Problem statement: The answer must be every line of the records in which the string "written" appears.

- - -

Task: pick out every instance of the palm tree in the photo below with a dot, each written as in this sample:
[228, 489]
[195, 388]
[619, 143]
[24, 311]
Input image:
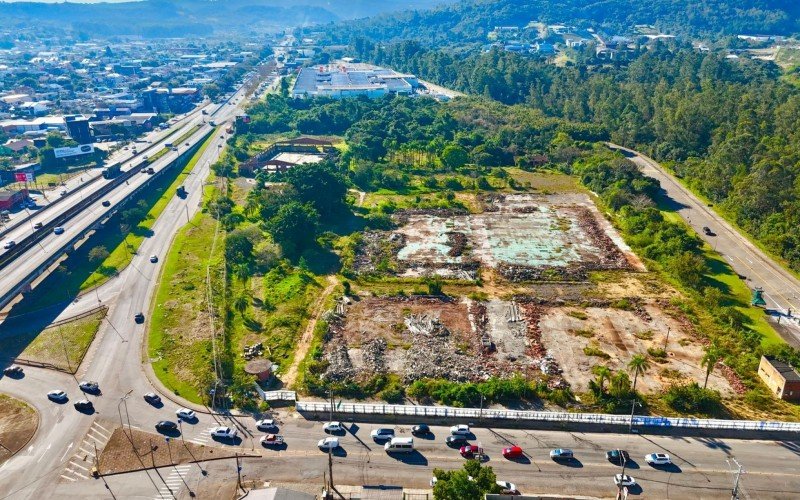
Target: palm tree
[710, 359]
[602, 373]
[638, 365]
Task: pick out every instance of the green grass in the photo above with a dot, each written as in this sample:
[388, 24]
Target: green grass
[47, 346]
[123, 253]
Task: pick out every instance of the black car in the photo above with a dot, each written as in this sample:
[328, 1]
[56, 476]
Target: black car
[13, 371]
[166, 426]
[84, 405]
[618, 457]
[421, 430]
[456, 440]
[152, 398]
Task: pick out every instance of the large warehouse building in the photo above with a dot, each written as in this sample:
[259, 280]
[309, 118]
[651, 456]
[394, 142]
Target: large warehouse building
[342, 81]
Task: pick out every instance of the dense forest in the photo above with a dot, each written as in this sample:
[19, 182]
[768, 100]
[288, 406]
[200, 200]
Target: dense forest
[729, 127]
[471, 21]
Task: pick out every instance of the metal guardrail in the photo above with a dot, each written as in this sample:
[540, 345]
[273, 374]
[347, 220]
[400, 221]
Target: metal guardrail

- - -

Answer space:
Task: pick out every instance of the palm tree in the photo below with a dot, each written as in this sample:
Task: pick out every instance of the green grass in the photo above with a dot, each written as in this sample:
Task: pick out every instance of the black car in the photo above with a dot, each written as in this sample:
Task: pick out every instance of the large warehouse building in the photo above with a dot, each written as in this sample:
Task: pick out every instance of the dense forest in the photo above with a dot, each written as in this sample:
Task: pick out every instance of the metal guardrail in the photo above with a dot, each written as in this sample:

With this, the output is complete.